___ READING PASSAGE ___

9. Lastly the learned Counsel for the opposite party relies upon the decision of another Single Judge Bench of this Court in the case of Md. Khaliquz Zaman v. Shri H.C. Joshi 1999 (1) PLJR 362; which is also the decision relying upon which the court below had held by order dated 25.9.2000 that Execution Case No. 1 of 1999 was maintainable. In the said case it had been held that an order passed by the Controller is under Section 23, although not a decree but it is executable as a decree by the court.

10. On a consideration of the rival submissions there can hardly be any doubt that there is force in the submissions of the learned Counsel for the petitioners and the various pleas raised on behalf of the opposite party must be rejected. It is true that the order dated 25.9.2000 passed by the learned Sub Judge in this very execution Case No. 1 of 1999 ought to have been challenged by filing civil revision application before this Court and the same has not been done and only the subsequent rejection of the application on the ground of the bar of res judicata by the present order, the impugned order dated 27.8.2004 has been challenged. Subsequently, however, it appears that I.A. No. 1452 of 2006 has been filed after the hearing of the matter had concluded on the same day in which the said order dated 25.9.2000, which was already brought on the record earlier as Annexure-6 by way of supplementary affidavit, filed on 19.9.2005, is also sought to be challenged.

11. In my opinion, even though the order dated 25.9.2000 had not been challenged earlier, but the same would not affect the basic issue which is that with respect to the same order which is now sought to be executed by filing the execution case No. 1 of 1999, the earlier execution case No. 2 of 1992 had been filed and it has been specifically held both by the Sub Judge-I and in civil revision application by this Court that the said execution case was not maintainable. The said order dated 8.8.1997 of this Court has not been set aside, rather the SLP filed against has been dismissed by the Supreme Court. Thus, the said order has acquired finality between the parties and it was not open to the opposite party to have filed a fresh Execution Case No. 1 of 1999 for the execution of the same order dated 28.9.1987 with respect to which it has been specifically held that it is not executable, merely because in a different case between different parties another single Judge Bench of this Court has held differently. The very entertainment of a fresh execution case despite the matter having been decided right up to the Apex Court shows gross judicial indiscipline committed by the court below and no such technical plea of bar of res judicata can apply on account of non-challenge of the order dated 25.9.2000 when not only the said order but the entire execution proceeding itself would stand barred by the doctrine of res judicata as a laid down in Section 11 of the Code of Civil Procedure.

___

ACTIONS TO TAKE:
A) Write out the judgment excerpt starting with "9. Lastly the" and going on through "by the court.", changing "Controller" to "Rent Controller".
B) According to the judgment excerpt, on what date was the impugned order passed?
C) In the judgment excerpt, why was the opposite party not free to file a fresh Execution Case No. 1 of 1999?
The records that follow come from a separate source.

___ GIVEN ENTRIES ___

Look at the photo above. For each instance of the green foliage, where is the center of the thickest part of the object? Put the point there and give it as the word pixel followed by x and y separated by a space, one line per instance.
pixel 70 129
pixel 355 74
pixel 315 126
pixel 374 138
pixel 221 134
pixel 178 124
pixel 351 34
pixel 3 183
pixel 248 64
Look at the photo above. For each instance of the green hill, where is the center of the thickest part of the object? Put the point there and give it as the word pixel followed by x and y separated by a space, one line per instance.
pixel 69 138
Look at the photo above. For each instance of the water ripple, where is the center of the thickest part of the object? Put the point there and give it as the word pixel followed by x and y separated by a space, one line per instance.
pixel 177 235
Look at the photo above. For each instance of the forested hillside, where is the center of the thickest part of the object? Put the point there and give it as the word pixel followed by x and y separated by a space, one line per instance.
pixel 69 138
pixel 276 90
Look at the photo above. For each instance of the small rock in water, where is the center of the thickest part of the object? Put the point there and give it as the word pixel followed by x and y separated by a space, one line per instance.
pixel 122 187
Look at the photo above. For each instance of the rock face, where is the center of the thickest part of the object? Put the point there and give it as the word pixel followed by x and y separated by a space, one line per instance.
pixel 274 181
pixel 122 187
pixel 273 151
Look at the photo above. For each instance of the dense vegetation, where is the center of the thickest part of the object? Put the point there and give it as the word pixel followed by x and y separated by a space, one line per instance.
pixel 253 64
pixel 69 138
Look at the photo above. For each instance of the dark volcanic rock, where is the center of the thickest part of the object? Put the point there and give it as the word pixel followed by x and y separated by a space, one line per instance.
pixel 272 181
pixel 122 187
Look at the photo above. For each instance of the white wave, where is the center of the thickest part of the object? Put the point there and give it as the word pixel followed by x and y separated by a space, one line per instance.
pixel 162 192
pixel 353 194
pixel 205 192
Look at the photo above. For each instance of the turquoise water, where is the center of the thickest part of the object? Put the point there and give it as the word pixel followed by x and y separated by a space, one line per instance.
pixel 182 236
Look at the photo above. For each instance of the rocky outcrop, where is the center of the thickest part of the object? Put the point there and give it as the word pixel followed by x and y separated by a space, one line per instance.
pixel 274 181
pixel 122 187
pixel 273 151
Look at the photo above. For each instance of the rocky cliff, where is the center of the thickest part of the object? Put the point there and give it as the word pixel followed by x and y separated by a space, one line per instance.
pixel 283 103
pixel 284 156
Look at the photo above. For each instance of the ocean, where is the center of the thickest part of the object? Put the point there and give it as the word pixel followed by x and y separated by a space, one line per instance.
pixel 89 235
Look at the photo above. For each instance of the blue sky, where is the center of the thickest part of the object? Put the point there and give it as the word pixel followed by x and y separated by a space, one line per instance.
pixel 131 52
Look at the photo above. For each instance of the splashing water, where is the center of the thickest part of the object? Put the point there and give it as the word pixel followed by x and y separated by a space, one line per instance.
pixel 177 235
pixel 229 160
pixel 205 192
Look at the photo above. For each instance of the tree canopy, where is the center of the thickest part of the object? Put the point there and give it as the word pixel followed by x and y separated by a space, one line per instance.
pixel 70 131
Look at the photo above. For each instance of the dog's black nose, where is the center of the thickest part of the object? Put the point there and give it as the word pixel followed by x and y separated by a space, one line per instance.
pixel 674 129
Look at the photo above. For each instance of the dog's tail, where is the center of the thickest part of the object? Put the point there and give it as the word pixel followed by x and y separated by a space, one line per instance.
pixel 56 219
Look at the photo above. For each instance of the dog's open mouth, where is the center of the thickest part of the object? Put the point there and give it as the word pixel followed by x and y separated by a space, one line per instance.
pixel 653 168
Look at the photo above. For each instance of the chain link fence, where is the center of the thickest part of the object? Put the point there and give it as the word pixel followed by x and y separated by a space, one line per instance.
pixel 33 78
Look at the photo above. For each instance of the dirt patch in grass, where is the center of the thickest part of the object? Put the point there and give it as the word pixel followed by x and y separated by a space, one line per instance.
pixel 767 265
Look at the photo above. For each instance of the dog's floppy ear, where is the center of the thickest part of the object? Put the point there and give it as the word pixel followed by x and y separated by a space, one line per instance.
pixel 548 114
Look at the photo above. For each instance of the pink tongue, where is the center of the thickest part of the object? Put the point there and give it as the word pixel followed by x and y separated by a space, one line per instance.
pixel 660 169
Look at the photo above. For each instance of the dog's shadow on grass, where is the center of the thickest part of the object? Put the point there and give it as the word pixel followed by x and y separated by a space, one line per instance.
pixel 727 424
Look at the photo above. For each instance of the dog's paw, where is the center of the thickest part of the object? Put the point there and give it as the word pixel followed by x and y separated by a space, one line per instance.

___

CORRECT ANSWERS:
A)
9. Lastly the learned Counsel for the opposite party relies upon the decision of another Single Judge Bench of this Court in the case of Md. Khaliquz Zaman v. Shri H.C. Joshi 1999 (1) PLJR 362; which is also the decision relying upon which the court below had held by order dated 25.9.2000 that Execution Case No. 1 of 1999 was maintainable. In the said case it had been held that an order passed by the Rent Controller is under Section 23, although not a decree but it is executable as a decree by the court.

B) 27.8.2004.

C) This Court's order dated 8.8.1997 held that the earlier execution case for the same order was not maintainable. That order was never set aside, and the Supreme Court dismissed the SLP filed against it, so the order became final between the parties. A different single Judge ruling in another case between different parties did not change that.